--- Task to complete ---
Repeat nothing but the lines below running from the one containing "Would you mind indicating the woman's" to the one containing "Would you mind indicating the boy's finger". Keep both end lines.

--- Source data ---
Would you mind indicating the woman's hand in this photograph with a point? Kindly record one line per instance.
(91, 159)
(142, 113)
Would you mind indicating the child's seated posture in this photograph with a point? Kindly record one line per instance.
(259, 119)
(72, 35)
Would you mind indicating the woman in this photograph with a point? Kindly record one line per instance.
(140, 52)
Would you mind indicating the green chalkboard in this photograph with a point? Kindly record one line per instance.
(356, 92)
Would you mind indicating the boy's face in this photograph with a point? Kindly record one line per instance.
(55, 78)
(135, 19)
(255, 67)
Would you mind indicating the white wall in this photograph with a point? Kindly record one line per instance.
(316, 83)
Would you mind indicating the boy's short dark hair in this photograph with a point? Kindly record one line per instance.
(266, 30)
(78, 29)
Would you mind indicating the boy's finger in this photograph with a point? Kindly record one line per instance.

...

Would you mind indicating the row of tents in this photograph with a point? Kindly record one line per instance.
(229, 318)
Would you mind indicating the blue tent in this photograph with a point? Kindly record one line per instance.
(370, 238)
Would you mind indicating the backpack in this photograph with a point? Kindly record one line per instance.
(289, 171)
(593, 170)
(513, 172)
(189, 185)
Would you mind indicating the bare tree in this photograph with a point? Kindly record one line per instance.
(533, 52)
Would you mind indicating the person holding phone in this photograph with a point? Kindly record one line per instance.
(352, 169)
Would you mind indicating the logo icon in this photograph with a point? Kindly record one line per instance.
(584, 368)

--- Result for this task ---
Would you mind indicating the woman's hand in this photograph with a point? Kindly record one line per instance.
(91, 159)
(142, 113)
Would you mind indicating the child's seated posture in this photograph with a point? Kindly record one line per instance.
(259, 119)
(72, 35)
Would you mind indicating the woman in this photograph with a point? Kindly record one line per instance.
(140, 52)
Would you mind indicating the green chalkboard in this photograph with a point? Kindly record one line per instance.
(356, 92)
Would you mind indicating the boy's face in this photograph with a point? Kindly record one line per instance.
(55, 78)
(135, 19)
(255, 67)
Would you mind indicating the white wall in this photograph with a point? Kindly record one line per instance.
(316, 83)
Would you mind indicating the boy's short dark hair in this photograph with a point? Kindly record one line per instance.
(266, 30)
(78, 29)
Would you mind indicating the boy's finger in this photograph with a point? Kindly record one line per instance.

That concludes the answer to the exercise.